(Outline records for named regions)
Begin

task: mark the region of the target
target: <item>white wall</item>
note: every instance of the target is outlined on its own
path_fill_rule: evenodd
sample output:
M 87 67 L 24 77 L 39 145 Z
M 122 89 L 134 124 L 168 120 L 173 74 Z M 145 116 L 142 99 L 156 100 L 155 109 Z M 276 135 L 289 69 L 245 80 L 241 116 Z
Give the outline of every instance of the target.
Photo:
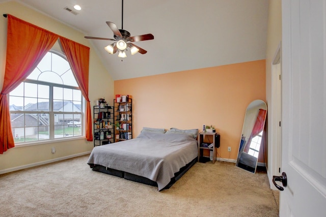
M 7 48 L 7 18 L 2 16 L 3 14 L 10 14 L 90 47 L 89 96 L 91 105 L 92 106 L 94 100 L 103 97 L 110 102 L 113 101 L 113 80 L 104 69 L 91 44 L 84 38 L 85 35 L 15 2 L 0 3 L 0 89 L 2 89 L 5 76 Z M 55 49 L 58 50 L 58 48 Z M 52 147 L 56 149 L 54 154 L 51 151 Z M 93 142 L 88 142 L 85 139 L 39 145 L 17 146 L 0 154 L 0 173 L 87 153 L 93 147 Z

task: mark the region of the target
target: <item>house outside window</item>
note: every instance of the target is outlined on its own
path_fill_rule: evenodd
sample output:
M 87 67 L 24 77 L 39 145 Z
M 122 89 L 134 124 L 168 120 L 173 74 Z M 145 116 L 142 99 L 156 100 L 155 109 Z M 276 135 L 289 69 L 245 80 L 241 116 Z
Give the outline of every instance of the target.
M 48 52 L 9 94 L 15 143 L 83 136 L 84 102 L 65 57 Z

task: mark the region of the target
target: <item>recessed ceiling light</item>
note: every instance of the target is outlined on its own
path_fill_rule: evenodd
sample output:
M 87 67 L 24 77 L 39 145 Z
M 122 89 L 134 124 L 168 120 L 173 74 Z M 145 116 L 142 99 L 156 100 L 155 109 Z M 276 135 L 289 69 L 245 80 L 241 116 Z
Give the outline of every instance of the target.
M 80 6 L 79 6 L 78 5 L 76 5 L 73 7 L 73 8 L 74 8 L 75 9 L 77 10 L 77 11 L 80 11 L 80 10 L 82 10 L 82 8 L 80 7 Z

End

What is expected =
Reproduce all the entries above line for line without changing anything, but leave out the pictures.

Task result =
task: mark the region of the target
target: <item>white wall</item>
note: every instance of the target is outlined on its own
path_fill_rule: evenodd
sample output:
M 87 67 L 24 77 L 39 145 Z
M 122 89 L 134 124 L 168 120 L 173 74 Z M 145 116 L 142 99 L 156 100 L 155 109 Z M 276 135 L 289 69 L 245 80 L 241 116 Z
Give the outline of every instance of the target.
Photo:
M 7 48 L 7 18 L 2 16 L 3 14 L 10 14 L 90 47 L 89 96 L 91 105 L 92 106 L 94 100 L 103 97 L 110 102 L 113 101 L 113 80 L 104 69 L 91 44 L 84 38 L 85 35 L 15 2 L 0 3 L 0 89 L 2 89 L 5 76 Z M 55 49 L 58 50 L 58 48 Z M 52 147 L 56 149 L 54 154 L 51 151 Z M 93 142 L 88 142 L 85 139 L 39 145 L 17 146 L 0 154 L 0 173 L 87 153 L 93 147 Z

task: mark the region of the target
target: <item>house outside window</item>
note: every instance of the target is outlined on its own
path_fill_rule: evenodd
sample output:
M 87 67 L 24 77 L 39 145 Z
M 122 89 L 134 124 L 168 120 L 173 74 Z M 145 116 L 142 99 L 156 100 L 155 109 Z M 276 135 L 289 69 L 245 80 L 241 116 Z
Give the outline of every instance of the target.
M 48 52 L 9 94 L 15 143 L 83 136 L 84 102 L 65 57 Z

task: mark the region of the target
target: <item>recessed ceiling light</item>
note: every instance of the target is outlined on its own
path_fill_rule: evenodd
sample output:
M 87 67 L 24 77 L 39 145 Z
M 122 89 L 134 124 L 168 120 L 173 74 Z M 145 116 L 142 99 L 156 100 L 155 109 Z M 276 135 L 289 69 L 245 80 L 241 116 Z
Give the outline of every instance of the target.
M 80 6 L 79 6 L 78 5 L 76 5 L 73 7 L 73 8 L 74 8 L 75 9 L 77 10 L 77 11 L 80 11 L 80 10 L 82 10 L 82 8 L 80 7 Z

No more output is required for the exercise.